* [DESAFIOS]
A – Indique se cada afirmação está de acordo com o texto sobre o FGADM, respondendo sim ou não e citando as palavras do texto que o decidem: (i) A jovem B atingiu a maioridade depois da entrada em vigor da Lei nº 24/2017. (ii) A Lei nº 24/2017 alterou o nº 2 do art. 1º da Lei nº 75/98. (iii) Durante a menoridade, o FGADM foi chamado a efetuar prestações.
B – Segundo o texto sobre o FGADM, até que idade prossegue a responsabilidade do FGADM após a maioridade, de acordo com a nova redação legal?
C – Prossiga o texto sobre a obrigação do FGADM de pagar alimentos a partir do ponto em que termina.

A questão que se coloca é a de saber se, tendo a jovem alimentanda atingido a maioridade, o FGADM está obrigado a pagar as prestações de alimentos, que o requerido deixou de pagar, quando, durante a menoridade o FGADM não foi chamado a efectuar qualquer prestação.
Com efeito, os argumentos do FGADM partem do seguinte raciocínio:
A jovem B atingiu a maioridade em 12 de Abril de 2016, antes da entrada em vigor da Lei nº 24/2017 de 24/05, que alterou o nº 2 do art. 1º da Lei nº 75/98 de 19/11.
O FGADM não estava obrigado ao pagamento de qualquer prestação de alimentos, por incumprimento do progenitor, até à data de tal maioridade.
E a nova redacção legal introduzida pela Lei nº 24/2017 pressupõe que a responsabilidade do FGADM prossegue após a maioridade e até aos 25 anos, verificados os respectivos pressupostos, quando surja na continuidade de uma responsabilidade ainda na menoridade.

(Registos de dados sobre a localização de objetos)
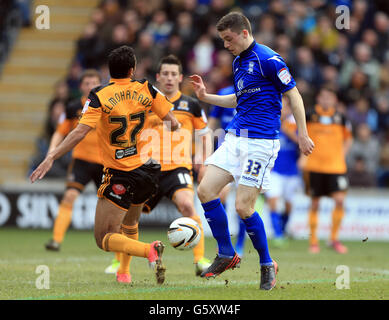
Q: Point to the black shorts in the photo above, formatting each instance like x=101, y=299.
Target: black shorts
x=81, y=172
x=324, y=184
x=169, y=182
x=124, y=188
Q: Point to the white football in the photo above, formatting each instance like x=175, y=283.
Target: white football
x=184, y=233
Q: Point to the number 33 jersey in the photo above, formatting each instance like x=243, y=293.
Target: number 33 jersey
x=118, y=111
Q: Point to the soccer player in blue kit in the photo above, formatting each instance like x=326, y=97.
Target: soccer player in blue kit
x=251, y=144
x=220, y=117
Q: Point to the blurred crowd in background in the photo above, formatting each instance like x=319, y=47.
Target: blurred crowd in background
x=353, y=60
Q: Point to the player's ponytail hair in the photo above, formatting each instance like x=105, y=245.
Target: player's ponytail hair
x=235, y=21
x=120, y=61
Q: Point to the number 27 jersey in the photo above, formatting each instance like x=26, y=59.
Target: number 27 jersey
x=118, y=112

* * *

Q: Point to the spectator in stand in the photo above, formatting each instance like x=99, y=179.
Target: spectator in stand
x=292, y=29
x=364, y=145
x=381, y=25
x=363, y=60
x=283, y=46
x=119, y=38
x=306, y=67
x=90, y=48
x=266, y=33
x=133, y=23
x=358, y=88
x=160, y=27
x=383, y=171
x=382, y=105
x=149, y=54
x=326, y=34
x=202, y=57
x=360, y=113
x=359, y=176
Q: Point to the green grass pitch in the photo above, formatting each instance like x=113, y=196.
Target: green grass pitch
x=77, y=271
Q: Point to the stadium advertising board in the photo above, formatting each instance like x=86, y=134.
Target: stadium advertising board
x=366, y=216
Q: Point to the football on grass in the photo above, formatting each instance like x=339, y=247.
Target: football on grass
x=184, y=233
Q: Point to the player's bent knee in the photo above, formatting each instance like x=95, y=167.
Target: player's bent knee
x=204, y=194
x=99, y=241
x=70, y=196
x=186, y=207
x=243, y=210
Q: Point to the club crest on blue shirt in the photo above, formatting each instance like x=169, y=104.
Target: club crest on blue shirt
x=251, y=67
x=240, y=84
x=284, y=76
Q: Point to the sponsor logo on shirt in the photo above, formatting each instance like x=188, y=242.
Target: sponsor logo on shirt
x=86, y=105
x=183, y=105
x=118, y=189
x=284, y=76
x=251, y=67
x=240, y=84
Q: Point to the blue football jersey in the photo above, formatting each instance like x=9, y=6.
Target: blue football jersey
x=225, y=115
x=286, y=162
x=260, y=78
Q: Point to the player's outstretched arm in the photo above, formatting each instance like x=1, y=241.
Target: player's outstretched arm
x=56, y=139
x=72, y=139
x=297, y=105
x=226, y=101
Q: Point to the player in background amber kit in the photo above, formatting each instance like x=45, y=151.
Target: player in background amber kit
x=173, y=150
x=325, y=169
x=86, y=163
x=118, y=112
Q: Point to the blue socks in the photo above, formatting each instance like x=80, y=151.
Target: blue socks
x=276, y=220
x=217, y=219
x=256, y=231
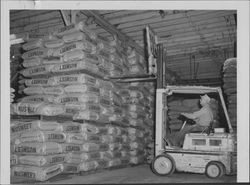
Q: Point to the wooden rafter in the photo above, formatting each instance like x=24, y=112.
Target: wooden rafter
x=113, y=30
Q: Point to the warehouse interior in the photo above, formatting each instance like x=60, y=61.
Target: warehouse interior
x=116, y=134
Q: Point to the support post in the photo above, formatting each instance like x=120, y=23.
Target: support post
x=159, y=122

* [RESPOSTAS]
A –
(i) Não: "A jovem B atingiu a maioridade em 12 de Abril de 2016, antes da entrada em vigor da Lei nº 24/2017 de 24/05".
(ii) Sim: "que alterou o nº 2 do art. 1º da Lei nº 75/98 de 19/11".
(iii) Não: "durante a menoridade o FGADM não foi chamado a efectuar qualquer prestação".

B – Até aos 25 anos.

C –
Dispõe o art. 12º do Código Civil:
1. A Lei só dispõe para o futuro; ainda que lhe seja atribuída eficácia retroactiva, presume-se que ficam ressalvados os efeitos já produzidos pelos factos que a lei se destina a regular.
2. Quando a lei dispõe sobre as condições de validade substancial ou formal de quaisquer factos ou sobre os seus efeitos, entende-se, em caso de dúvida, que só visa os factos novos; mas, quando dispuser directamente sobre o conteúdo de certas relações jurídicas, abstraindo dos factos que lhes deram origem, entender-se-á que a lei abrange as próprias relações já constituídas, que subsistam à data da sua entrada em vigor.
Perante isto, coloca-se a questão não só de interpretar a focada Lei 24/2017 que alterou o nº. 2º do art. 1º da Lei nº 75/98 de 19/11 mas a aplicação da mesma tendo em atenção as citadas regras de aplicação das leis no tempo.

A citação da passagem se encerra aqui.